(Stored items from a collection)
▼

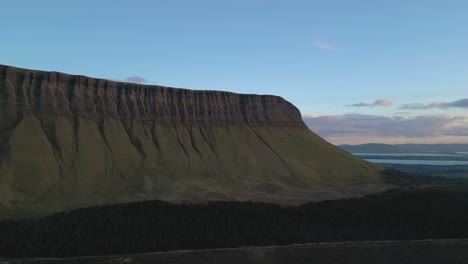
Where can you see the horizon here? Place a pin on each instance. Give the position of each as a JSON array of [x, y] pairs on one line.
[[359, 71]]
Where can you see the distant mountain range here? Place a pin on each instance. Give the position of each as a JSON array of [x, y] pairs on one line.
[[404, 148]]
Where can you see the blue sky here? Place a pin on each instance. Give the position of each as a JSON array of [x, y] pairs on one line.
[[323, 56]]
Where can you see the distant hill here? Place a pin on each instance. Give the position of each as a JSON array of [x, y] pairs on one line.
[[405, 148], [69, 141]]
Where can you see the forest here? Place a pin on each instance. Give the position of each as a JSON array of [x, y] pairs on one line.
[[403, 214]]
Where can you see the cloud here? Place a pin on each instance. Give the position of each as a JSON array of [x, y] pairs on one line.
[[362, 128], [136, 79], [379, 102], [324, 46], [462, 103], [419, 106]]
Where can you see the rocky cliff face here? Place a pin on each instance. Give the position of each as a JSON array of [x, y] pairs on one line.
[[70, 141], [53, 93]]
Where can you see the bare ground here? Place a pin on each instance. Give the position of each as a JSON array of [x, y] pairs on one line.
[[391, 252]]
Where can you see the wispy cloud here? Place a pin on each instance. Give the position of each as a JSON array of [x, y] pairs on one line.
[[378, 102], [325, 46], [462, 103], [136, 79], [420, 106], [363, 128]]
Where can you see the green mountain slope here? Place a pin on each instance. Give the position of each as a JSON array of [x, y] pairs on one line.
[[72, 141]]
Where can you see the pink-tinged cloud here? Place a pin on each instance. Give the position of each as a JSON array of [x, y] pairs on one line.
[[135, 79], [378, 102], [365, 128], [324, 46], [419, 106], [462, 103]]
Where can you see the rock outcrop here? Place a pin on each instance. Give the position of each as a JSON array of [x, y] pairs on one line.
[[69, 141]]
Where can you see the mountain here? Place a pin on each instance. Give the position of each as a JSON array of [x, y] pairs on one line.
[[405, 148], [70, 141]]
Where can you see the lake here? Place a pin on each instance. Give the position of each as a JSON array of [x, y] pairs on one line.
[[458, 158]]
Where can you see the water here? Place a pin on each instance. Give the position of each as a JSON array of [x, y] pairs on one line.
[[412, 154], [419, 162]]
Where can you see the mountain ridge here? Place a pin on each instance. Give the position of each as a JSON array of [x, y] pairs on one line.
[[71, 141]]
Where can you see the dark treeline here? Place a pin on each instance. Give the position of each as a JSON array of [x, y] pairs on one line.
[[159, 226]]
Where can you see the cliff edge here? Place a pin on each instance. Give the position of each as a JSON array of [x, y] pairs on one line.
[[70, 141]]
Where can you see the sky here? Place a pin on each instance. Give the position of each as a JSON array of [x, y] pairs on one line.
[[359, 71]]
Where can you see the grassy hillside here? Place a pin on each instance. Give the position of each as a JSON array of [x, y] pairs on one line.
[[68, 163], [72, 141], [384, 252]]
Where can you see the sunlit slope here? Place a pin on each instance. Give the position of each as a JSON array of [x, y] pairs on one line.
[[66, 157]]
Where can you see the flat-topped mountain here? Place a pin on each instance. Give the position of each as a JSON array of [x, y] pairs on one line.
[[70, 141]]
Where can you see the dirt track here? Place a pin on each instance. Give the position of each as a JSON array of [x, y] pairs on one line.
[[391, 252]]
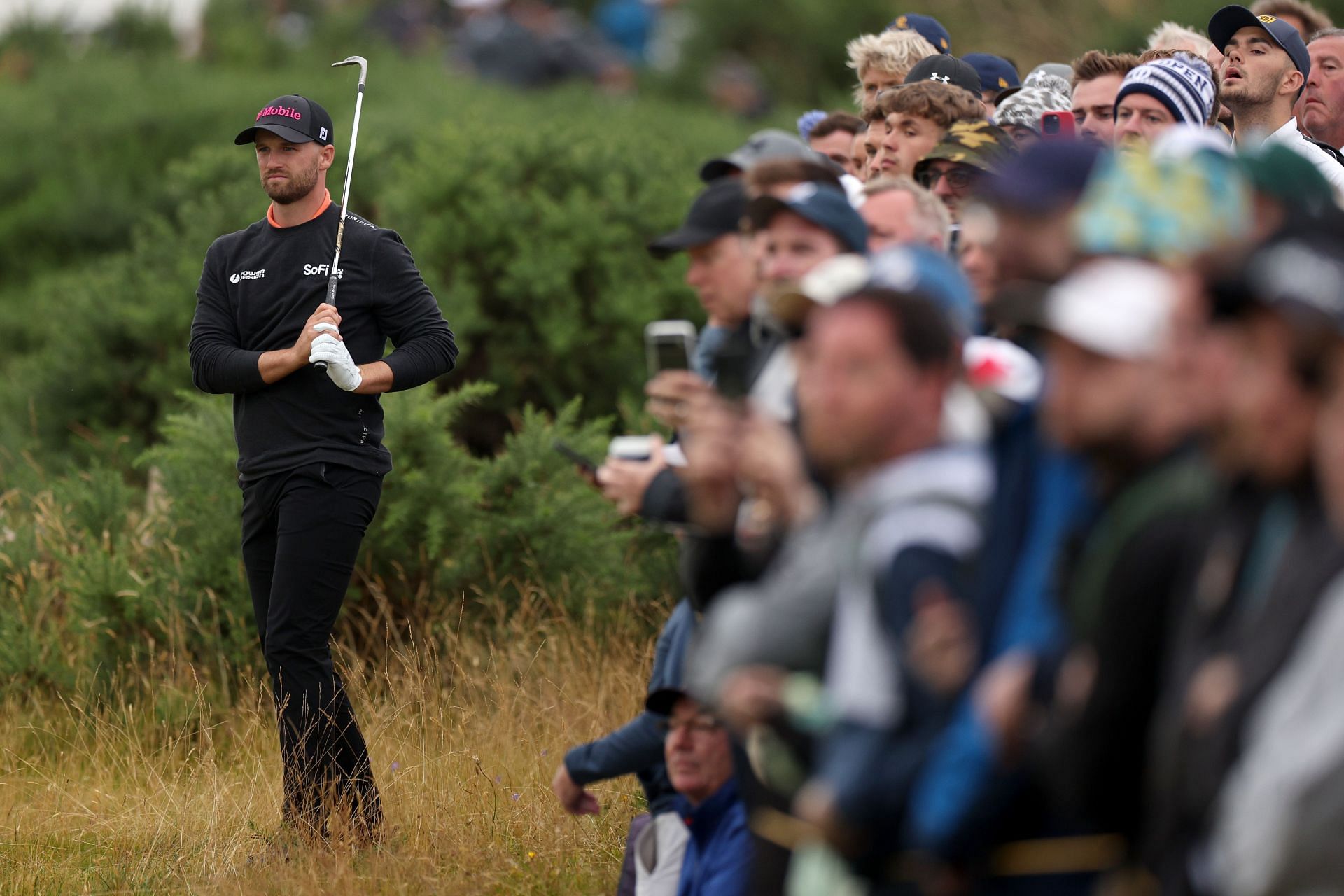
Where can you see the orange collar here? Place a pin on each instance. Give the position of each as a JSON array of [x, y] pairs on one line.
[[270, 211]]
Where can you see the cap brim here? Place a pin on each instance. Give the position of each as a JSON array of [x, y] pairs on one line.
[[717, 168], [682, 239], [280, 131], [662, 703], [762, 209], [1228, 20]]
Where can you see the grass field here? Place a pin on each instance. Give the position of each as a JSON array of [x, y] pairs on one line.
[[175, 794]]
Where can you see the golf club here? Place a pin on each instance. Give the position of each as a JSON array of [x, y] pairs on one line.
[[350, 168]]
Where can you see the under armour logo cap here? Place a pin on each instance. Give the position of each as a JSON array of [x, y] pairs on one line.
[[948, 70]]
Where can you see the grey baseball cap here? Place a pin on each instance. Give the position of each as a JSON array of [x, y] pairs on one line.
[[762, 146]]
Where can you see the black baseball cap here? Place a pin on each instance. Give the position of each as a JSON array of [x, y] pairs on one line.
[[948, 70], [717, 211], [296, 118], [1228, 20], [663, 701]]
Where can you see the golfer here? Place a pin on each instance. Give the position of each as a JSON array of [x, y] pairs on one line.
[[311, 456]]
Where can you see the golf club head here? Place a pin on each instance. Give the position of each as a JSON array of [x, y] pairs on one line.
[[354, 61]]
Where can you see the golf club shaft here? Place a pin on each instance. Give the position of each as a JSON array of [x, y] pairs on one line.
[[350, 169]]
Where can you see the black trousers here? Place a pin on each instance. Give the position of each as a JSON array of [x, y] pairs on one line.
[[302, 535]]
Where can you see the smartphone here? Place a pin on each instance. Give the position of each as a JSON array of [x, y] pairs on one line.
[[587, 466], [631, 448], [670, 346], [1058, 125], [732, 365]]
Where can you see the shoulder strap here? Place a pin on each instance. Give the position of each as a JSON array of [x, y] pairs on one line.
[[1328, 149]]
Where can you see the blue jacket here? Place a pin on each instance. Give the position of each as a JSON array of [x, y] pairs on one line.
[[636, 748], [718, 856], [1046, 498]]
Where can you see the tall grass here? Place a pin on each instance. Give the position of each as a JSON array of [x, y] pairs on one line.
[[153, 786]]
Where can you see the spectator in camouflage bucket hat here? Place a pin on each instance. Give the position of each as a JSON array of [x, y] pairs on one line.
[[953, 167]]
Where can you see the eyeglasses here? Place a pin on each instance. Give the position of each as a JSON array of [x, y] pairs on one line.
[[958, 178], [696, 726]]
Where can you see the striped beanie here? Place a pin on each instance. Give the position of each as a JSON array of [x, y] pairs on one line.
[[1184, 85]]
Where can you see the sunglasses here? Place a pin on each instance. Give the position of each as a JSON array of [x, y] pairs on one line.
[[696, 726], [958, 178]]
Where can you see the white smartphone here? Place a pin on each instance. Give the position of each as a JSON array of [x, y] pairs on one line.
[[631, 448], [670, 346]]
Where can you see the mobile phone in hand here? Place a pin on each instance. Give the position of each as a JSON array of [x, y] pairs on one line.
[[670, 346], [1058, 125], [588, 468]]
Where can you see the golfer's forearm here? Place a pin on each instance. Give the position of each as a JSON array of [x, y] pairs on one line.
[[276, 365], [377, 378]]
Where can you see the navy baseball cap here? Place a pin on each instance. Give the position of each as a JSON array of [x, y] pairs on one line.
[[995, 71], [1228, 20], [717, 211], [664, 700], [295, 118], [771, 143], [926, 27], [1046, 176], [948, 70], [820, 204]]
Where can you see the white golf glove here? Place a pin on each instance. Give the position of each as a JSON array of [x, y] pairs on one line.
[[332, 352]]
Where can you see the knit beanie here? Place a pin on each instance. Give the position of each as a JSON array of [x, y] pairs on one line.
[[1183, 85], [1026, 108]]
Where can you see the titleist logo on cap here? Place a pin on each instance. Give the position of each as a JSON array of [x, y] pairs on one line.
[[288, 112]]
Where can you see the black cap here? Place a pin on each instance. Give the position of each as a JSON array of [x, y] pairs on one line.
[[717, 211], [1228, 20], [948, 70], [762, 146], [295, 118], [662, 703]]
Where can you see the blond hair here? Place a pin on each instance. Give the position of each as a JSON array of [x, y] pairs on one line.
[[1171, 35], [894, 51], [1312, 18]]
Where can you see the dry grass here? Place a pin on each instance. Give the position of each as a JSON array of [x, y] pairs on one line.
[[174, 796]]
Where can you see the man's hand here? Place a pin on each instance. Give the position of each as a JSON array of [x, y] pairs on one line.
[[713, 437], [573, 798], [671, 394], [771, 463], [279, 365], [1003, 700], [330, 349], [304, 347], [624, 482], [940, 643]]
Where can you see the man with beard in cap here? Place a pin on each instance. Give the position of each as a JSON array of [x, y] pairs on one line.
[[1264, 71], [311, 440]]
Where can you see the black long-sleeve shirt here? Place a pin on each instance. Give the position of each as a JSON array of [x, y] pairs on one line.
[[258, 288]]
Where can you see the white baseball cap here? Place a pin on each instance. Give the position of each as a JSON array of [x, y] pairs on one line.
[[1116, 307]]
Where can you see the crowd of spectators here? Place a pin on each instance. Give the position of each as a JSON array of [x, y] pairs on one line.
[[1008, 479]]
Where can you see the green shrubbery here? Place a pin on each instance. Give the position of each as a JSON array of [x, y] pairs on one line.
[[118, 519]]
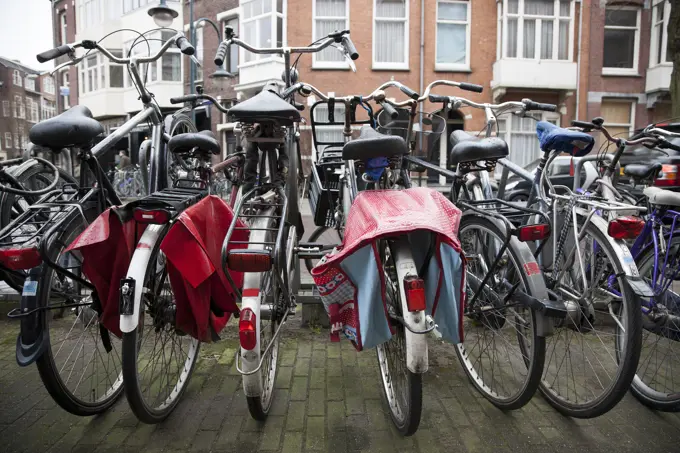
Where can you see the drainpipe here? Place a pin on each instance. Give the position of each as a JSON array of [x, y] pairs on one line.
[[422, 82]]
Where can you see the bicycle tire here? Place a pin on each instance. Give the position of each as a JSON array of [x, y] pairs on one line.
[[133, 345], [530, 357], [626, 363], [412, 388], [666, 401], [48, 369]]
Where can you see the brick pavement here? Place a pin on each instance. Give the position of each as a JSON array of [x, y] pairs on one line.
[[328, 398]]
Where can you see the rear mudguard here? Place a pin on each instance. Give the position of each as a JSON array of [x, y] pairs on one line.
[[33, 338]]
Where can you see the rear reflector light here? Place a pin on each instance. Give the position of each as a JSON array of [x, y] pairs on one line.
[[627, 227], [21, 258], [533, 232], [247, 329], [154, 216], [249, 260], [669, 176], [415, 293]]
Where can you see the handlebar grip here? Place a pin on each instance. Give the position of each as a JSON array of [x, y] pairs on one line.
[[53, 53], [183, 99], [390, 110], [531, 105], [185, 46], [221, 53], [349, 45], [409, 92], [438, 98], [471, 87]]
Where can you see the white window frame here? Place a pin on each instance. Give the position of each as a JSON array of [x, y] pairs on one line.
[[663, 23], [502, 37], [403, 66], [636, 46], [328, 64], [274, 14], [454, 66]]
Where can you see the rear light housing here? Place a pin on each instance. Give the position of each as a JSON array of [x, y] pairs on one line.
[[415, 293], [627, 227], [20, 258], [247, 329], [536, 232], [245, 260], [669, 176], [152, 216]]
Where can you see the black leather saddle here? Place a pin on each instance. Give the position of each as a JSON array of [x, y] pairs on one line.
[[468, 148], [74, 127], [372, 143], [266, 106], [642, 171], [205, 141]]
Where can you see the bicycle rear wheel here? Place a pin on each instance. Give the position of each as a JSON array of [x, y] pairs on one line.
[[654, 384], [503, 354]]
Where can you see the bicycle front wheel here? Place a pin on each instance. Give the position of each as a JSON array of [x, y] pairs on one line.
[[502, 354]]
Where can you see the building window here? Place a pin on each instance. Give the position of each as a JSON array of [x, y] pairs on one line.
[[453, 40], [390, 34], [48, 85], [262, 25], [536, 29], [16, 78], [619, 118], [231, 60], [660, 52], [329, 16], [621, 40]]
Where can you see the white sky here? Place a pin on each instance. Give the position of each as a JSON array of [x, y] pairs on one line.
[[26, 30]]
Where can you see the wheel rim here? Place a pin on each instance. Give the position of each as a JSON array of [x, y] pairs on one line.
[[392, 354], [497, 350]]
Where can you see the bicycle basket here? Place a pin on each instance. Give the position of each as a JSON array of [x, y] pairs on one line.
[[424, 137]]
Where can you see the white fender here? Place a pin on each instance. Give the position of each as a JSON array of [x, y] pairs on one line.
[[137, 270]]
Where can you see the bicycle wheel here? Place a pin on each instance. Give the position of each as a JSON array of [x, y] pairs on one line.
[[592, 357], [322, 235], [158, 360], [502, 354], [76, 369], [403, 389], [654, 384]]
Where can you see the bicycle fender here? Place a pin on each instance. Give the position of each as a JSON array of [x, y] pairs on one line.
[[137, 272], [32, 339]]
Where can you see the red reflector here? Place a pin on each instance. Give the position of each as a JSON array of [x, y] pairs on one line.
[[247, 329], [627, 227], [415, 293], [534, 232], [249, 260], [155, 216], [20, 259]]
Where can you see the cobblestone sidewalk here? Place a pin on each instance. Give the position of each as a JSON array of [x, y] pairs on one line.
[[328, 398]]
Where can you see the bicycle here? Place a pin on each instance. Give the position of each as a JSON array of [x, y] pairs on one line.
[[82, 371]]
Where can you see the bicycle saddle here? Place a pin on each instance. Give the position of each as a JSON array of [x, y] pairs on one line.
[[204, 141], [641, 171], [372, 143], [265, 106], [74, 127], [468, 148]]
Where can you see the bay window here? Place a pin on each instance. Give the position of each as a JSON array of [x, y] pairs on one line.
[[453, 35], [621, 40], [329, 16], [263, 26], [660, 52], [536, 29], [390, 34]]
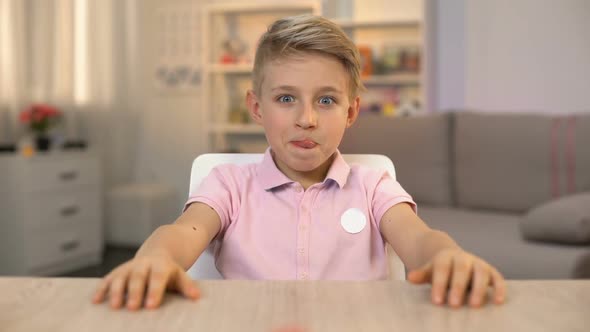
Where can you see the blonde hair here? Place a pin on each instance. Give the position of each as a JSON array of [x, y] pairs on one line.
[[307, 34]]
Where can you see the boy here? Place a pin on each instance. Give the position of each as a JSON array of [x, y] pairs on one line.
[[303, 212]]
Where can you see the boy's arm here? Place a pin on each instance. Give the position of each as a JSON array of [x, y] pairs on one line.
[[161, 262], [411, 238], [186, 239], [435, 258]]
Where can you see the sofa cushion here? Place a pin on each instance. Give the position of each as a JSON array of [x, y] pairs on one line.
[[503, 160], [564, 220], [418, 147], [496, 238], [581, 134]]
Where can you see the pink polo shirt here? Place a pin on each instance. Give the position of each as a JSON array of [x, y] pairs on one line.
[[272, 229]]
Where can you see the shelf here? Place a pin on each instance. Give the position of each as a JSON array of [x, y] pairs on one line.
[[237, 129], [393, 79], [262, 7], [230, 69], [351, 24]]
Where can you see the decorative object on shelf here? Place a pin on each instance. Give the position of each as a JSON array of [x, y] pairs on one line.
[[176, 46], [40, 118], [366, 60], [234, 51], [396, 59]]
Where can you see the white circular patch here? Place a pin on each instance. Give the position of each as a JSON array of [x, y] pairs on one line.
[[353, 220]]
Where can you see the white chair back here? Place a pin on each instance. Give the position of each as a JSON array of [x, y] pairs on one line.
[[204, 267]]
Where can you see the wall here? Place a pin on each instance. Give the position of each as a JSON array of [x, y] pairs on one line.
[[513, 55]]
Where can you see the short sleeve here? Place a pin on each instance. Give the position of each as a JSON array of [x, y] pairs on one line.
[[220, 191], [388, 192]]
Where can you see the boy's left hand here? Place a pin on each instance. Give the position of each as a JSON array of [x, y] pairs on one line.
[[458, 272]]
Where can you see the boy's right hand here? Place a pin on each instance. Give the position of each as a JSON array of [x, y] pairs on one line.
[[146, 277]]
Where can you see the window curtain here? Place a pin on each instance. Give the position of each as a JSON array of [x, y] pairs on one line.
[[58, 52]]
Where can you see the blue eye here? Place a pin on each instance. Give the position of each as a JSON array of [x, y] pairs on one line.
[[327, 100], [286, 99]]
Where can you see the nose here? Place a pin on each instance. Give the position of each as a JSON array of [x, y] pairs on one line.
[[307, 117]]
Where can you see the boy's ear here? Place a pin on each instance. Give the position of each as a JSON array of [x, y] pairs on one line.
[[253, 106], [353, 111]]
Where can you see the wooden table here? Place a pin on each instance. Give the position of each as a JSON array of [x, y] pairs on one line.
[[56, 304]]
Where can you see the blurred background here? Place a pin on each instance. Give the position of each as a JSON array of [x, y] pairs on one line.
[[105, 103]]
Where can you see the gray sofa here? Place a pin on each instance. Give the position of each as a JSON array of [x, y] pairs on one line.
[[485, 178]]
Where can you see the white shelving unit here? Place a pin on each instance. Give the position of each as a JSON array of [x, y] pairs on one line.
[[405, 88], [224, 84]]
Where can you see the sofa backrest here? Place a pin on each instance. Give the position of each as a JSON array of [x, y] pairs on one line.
[[515, 161], [418, 146]]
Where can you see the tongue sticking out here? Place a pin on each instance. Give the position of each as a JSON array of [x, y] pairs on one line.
[[306, 144]]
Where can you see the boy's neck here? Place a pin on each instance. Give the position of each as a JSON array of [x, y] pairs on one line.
[[309, 178]]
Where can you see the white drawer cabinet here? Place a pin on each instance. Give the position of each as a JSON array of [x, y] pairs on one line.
[[50, 213]]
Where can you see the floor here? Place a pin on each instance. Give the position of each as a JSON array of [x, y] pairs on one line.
[[112, 257]]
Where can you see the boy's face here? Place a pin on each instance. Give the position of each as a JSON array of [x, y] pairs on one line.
[[304, 106]]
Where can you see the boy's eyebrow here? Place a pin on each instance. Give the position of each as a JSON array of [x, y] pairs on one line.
[[323, 89]]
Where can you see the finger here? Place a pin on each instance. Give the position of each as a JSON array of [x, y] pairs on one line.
[[136, 288], [421, 275], [156, 287], [101, 290], [479, 284], [440, 278], [460, 279], [185, 285], [499, 285], [118, 288]]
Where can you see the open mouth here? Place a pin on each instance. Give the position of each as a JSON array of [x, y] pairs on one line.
[[305, 144]]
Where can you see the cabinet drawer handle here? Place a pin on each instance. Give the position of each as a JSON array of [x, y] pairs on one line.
[[69, 211], [68, 176], [70, 245]]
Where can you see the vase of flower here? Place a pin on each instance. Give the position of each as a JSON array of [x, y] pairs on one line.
[[40, 118], [42, 143]]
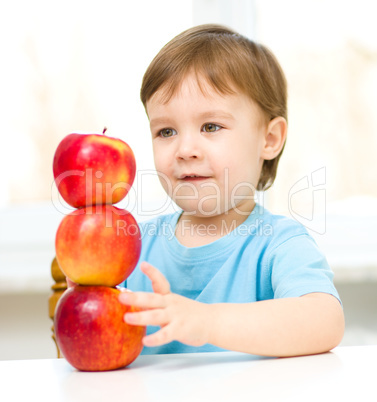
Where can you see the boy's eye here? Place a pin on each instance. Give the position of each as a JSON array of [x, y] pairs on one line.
[[167, 132], [211, 127]]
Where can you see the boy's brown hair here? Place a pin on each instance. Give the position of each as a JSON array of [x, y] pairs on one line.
[[227, 60]]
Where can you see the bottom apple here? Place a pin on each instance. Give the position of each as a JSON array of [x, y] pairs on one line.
[[90, 330]]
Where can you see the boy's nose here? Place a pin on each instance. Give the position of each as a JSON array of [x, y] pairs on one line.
[[188, 148]]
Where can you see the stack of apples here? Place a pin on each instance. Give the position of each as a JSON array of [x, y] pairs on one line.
[[97, 247]]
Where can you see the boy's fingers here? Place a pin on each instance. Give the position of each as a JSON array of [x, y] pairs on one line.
[[159, 338], [150, 317], [159, 283], [142, 299]]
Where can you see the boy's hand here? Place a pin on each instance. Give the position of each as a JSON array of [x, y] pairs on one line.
[[181, 319]]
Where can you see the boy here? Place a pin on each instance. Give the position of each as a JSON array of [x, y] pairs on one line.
[[224, 273]]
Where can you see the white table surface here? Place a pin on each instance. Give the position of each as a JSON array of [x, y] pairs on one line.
[[346, 373]]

▲

Rewrite the part of the records that opens with the line containing "Where can you see the boy's fingers" and closes with the line containing "[[159, 338], [150, 317], [159, 283], [142, 299]]", replacing "fingers" with "fingertips" and changing nothing else. Return only those lines.

◆ COMPLETED EXERCISE
Where can you see the boy's fingertips here? Place a pin on each instance. Give the position of each as a JSON array of [x, y] pairs on one line.
[[159, 338], [150, 317], [159, 283], [142, 299]]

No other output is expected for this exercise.